* _Input_:
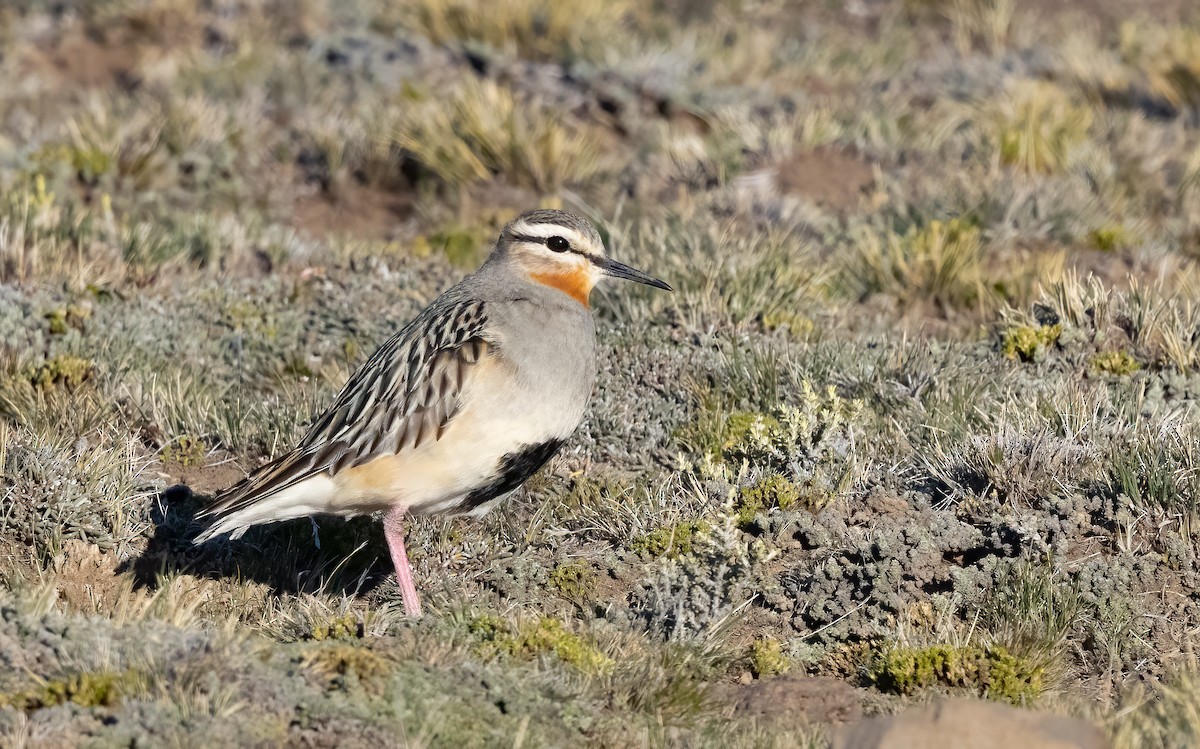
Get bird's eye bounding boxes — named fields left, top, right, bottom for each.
left=546, top=236, right=570, bottom=252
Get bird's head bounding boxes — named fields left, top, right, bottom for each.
left=493, top=209, right=671, bottom=307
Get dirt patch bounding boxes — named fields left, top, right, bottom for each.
left=716, top=676, right=862, bottom=729
left=19, top=27, right=140, bottom=91
left=835, top=698, right=1107, bottom=749
left=156, top=457, right=247, bottom=498
left=291, top=181, right=413, bottom=242
left=49, top=540, right=130, bottom=614
left=775, top=147, right=877, bottom=213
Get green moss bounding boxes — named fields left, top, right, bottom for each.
left=630, top=519, right=711, bottom=558
left=520, top=618, right=613, bottom=675
left=44, top=304, right=92, bottom=335
left=1, top=670, right=140, bottom=710
left=1090, top=350, right=1141, bottom=376
left=870, top=644, right=1043, bottom=704
left=1001, top=323, right=1062, bottom=362
left=467, top=614, right=512, bottom=649
left=1087, top=225, right=1131, bottom=252
left=467, top=615, right=612, bottom=675
left=735, top=473, right=803, bottom=528
left=161, top=434, right=207, bottom=467
left=548, top=560, right=595, bottom=605
left=302, top=644, right=392, bottom=692
left=308, top=613, right=363, bottom=641
left=985, top=647, right=1045, bottom=704
left=749, top=638, right=790, bottom=678
left=31, top=355, right=94, bottom=390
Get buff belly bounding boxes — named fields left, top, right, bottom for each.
left=327, top=354, right=585, bottom=517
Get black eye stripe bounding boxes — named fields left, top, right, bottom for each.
left=511, top=233, right=578, bottom=254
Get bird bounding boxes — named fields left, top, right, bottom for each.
left=194, top=209, right=671, bottom=617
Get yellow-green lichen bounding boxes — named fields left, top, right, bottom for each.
left=749, top=637, right=791, bottom=678
left=1087, top=225, right=1131, bottom=252
left=34, top=141, right=114, bottom=184
left=735, top=473, right=802, bottom=528
left=630, top=519, right=712, bottom=558
left=308, top=613, right=363, bottom=641
left=31, top=355, right=94, bottom=390
left=761, top=310, right=814, bottom=337
left=703, top=383, right=862, bottom=510
left=161, top=435, right=207, bottom=467
left=44, top=304, right=92, bottom=335
left=467, top=615, right=612, bottom=675
left=1089, top=350, right=1141, bottom=376
left=869, top=644, right=1043, bottom=704
left=1, top=670, right=140, bottom=710
left=519, top=618, right=613, bottom=675
left=1001, top=323, right=1062, bottom=362
left=548, top=560, right=595, bottom=605
left=302, top=644, right=392, bottom=692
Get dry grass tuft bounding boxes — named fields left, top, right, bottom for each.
left=393, top=78, right=607, bottom=192
left=401, top=0, right=633, bottom=61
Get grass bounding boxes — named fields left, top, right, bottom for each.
left=392, top=77, right=607, bottom=193
left=1112, top=667, right=1200, bottom=749
left=846, top=217, right=987, bottom=310
left=401, top=0, right=634, bottom=62
left=992, top=81, right=1094, bottom=175
left=1, top=0, right=1200, bottom=746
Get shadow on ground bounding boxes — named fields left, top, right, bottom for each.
left=120, top=483, right=391, bottom=597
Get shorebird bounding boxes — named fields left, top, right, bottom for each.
left=194, top=209, right=670, bottom=617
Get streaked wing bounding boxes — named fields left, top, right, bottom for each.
left=199, top=299, right=490, bottom=519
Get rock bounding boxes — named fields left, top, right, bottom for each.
left=834, top=698, right=1108, bottom=749
left=724, top=676, right=862, bottom=730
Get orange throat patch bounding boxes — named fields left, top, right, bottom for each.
left=531, top=267, right=594, bottom=307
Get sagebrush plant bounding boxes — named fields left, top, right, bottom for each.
left=636, top=509, right=773, bottom=642
left=924, top=423, right=1101, bottom=506
left=690, top=380, right=865, bottom=513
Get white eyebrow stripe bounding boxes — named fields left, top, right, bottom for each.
left=508, top=221, right=588, bottom=247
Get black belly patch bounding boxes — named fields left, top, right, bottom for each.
left=459, top=439, right=565, bottom=511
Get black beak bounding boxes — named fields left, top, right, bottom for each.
left=590, top=255, right=672, bottom=291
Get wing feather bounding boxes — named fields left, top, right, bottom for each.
left=198, top=299, right=490, bottom=524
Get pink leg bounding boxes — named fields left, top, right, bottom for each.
left=383, top=507, right=422, bottom=618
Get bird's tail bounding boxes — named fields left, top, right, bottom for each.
left=193, top=448, right=339, bottom=543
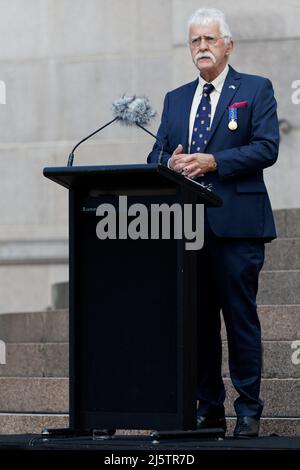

* _Task directions_: Copy the records above precisely, and leave every image out of the copy.

* _Task answer_:
Get bird's eye bounding boxes — named fields left, top, right, bottom for each.
left=546, top=236, right=570, bottom=252
Get bird's head bounding boxes — named fields left, top, right, bottom for each.
left=493, top=209, right=671, bottom=307
Get dirt patch bounding boxes — named fields left, top, right, bottom for each.
left=716, top=676, right=862, bottom=729
left=19, top=27, right=140, bottom=91
left=835, top=698, right=1107, bottom=749
left=156, top=457, right=247, bottom=498
left=291, top=181, right=413, bottom=242
left=49, top=540, right=130, bottom=614
left=775, top=147, right=877, bottom=213
Get green moss bounding boxes — named fields left, top, right, bottom for each.
left=630, top=519, right=711, bottom=558
left=520, top=618, right=613, bottom=675
left=44, top=304, right=92, bottom=335
left=1, top=670, right=140, bottom=710
left=1090, top=350, right=1141, bottom=376
left=870, top=644, right=1043, bottom=704
left=1001, top=323, right=1062, bottom=362
left=467, top=614, right=512, bottom=649
left=1087, top=225, right=1131, bottom=252
left=467, top=615, right=612, bottom=675
left=735, top=473, right=803, bottom=528
left=161, top=434, right=207, bottom=467
left=548, top=560, right=595, bottom=605
left=302, top=644, right=392, bottom=692
left=308, top=613, right=363, bottom=641
left=985, top=647, right=1045, bottom=704
left=749, top=638, right=790, bottom=678
left=31, top=355, right=94, bottom=390
Get buff belly bounding boxes — named fields left, top, right, bottom for each.
left=327, top=354, right=585, bottom=517
Get black eye stripe bounding boxes — named fields left, top, right, bottom for each.
left=511, top=233, right=578, bottom=254
Get bird bounding boxes — named fields left, top, right, bottom for each.
left=194, top=209, right=671, bottom=617
Get yellow-green lichen bounding boxes — named fields left, top, right, bottom for each.
left=749, top=637, right=791, bottom=678
left=1087, top=225, right=1131, bottom=252
left=34, top=141, right=114, bottom=184
left=735, top=473, right=802, bottom=528
left=630, top=519, right=712, bottom=558
left=308, top=613, right=363, bottom=641
left=31, top=355, right=94, bottom=390
left=761, top=310, right=814, bottom=337
left=703, top=383, right=862, bottom=510
left=161, top=435, right=207, bottom=467
left=44, top=304, right=92, bottom=335
left=467, top=615, right=612, bottom=675
left=1089, top=350, right=1141, bottom=376
left=869, top=644, right=1043, bottom=704
left=1, top=670, right=140, bottom=710
left=519, top=618, right=613, bottom=675
left=1001, top=323, right=1062, bottom=362
left=548, top=560, right=595, bottom=605
left=302, top=644, right=392, bottom=692
Get dry grass tuft bounding boxes — named fields left, top, right, bottom for each.
left=393, top=78, right=607, bottom=192
left=401, top=0, right=633, bottom=61
Get grass bounding boxes — named fields left, top, right, bottom for each.
left=392, top=77, right=607, bottom=193
left=1112, top=667, right=1200, bottom=749
left=846, top=217, right=987, bottom=310
left=401, top=0, right=634, bottom=62
left=992, top=81, right=1094, bottom=175
left=1, top=0, right=1200, bottom=746
Get shadow on ground bounding boxes — named fields left, top, right, bottom for each.
left=120, top=483, right=391, bottom=597
Get shorebird bounding boxes — named fields left, top, right, bottom for each.
left=194, top=209, right=670, bottom=617
Get streaked wing bounding boxes — named fields left, top, right, bottom for each.
left=199, top=299, right=490, bottom=519
Get rock bounding boxes — named fields left, top, right, bottom for each.
left=834, top=698, right=1108, bottom=749
left=724, top=676, right=862, bottom=730
Get orange throat patch bounding boxes — named fields left, top, right, bottom for each.
left=531, top=267, right=594, bottom=307
Get sagebrush plant bounding boxes — named fields left, top, right, bottom for each.
left=636, top=509, right=773, bottom=642
left=924, top=423, right=1101, bottom=506
left=690, top=380, right=865, bottom=513
Get white eyebrow stripe bounding boxes — named fields left, top, right, bottom for each.
left=508, top=221, right=588, bottom=247
Get black belly patch bounding boxes — named fields left, top, right, bottom for each.
left=459, top=439, right=565, bottom=511
Get black beak bounding boxes — named fields left, top, right, bottom for each.
left=590, top=255, right=672, bottom=291
Get wing feather bounding boxes — named fields left, top, right, bottom for each.
left=198, top=299, right=490, bottom=524
Get pink leg bounding boxes — named fields left, top, right, bottom for each.
left=383, top=507, right=422, bottom=618
Get bird's tail bounding boxes — named fields left, top, right, bottom for each.
left=193, top=448, right=339, bottom=543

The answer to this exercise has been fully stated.